##### MATERIALS PROVIDED
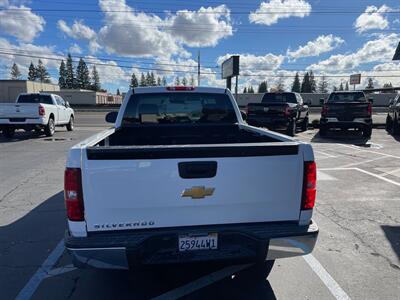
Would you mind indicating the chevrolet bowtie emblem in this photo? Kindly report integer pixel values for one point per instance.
(198, 192)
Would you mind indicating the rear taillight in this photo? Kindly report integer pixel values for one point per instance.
(180, 88)
(369, 109)
(42, 111)
(324, 110)
(309, 185)
(73, 194)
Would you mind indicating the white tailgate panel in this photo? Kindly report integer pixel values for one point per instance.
(247, 189)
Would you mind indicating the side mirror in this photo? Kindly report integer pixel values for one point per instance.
(111, 117)
(244, 115)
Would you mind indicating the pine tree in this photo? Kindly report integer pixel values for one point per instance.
(313, 84)
(15, 73)
(41, 73)
(32, 72)
(134, 82)
(192, 82)
(262, 87)
(96, 86)
(143, 81)
(70, 77)
(370, 84)
(62, 76)
(323, 86)
(82, 75)
(296, 84)
(305, 85)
##########
WHAT IS ASKED: Rename "pine tree" to "evergreen tree" in the lines that start with the one containing "Would you mind indicating the white" and run through the end of the records. Give back only those lines, with nothing else changed.

ANSWER FOR THIS EXERCISE:
Would you mind indicating the white tailgate panel in this photo? Kindly report integer pixel values for one point per instance.
(247, 189)
Would you mind indicating the side mirror in this photo? Kindly report integer pixel values for one point per instance.
(111, 117)
(244, 115)
Would you mind indicating the evergreen tree in this photo? Kindly report integer pixel values for one point per instance.
(313, 84)
(15, 73)
(41, 73)
(32, 72)
(134, 82)
(192, 82)
(262, 87)
(96, 86)
(143, 81)
(70, 77)
(370, 84)
(62, 76)
(323, 86)
(82, 75)
(296, 84)
(305, 85)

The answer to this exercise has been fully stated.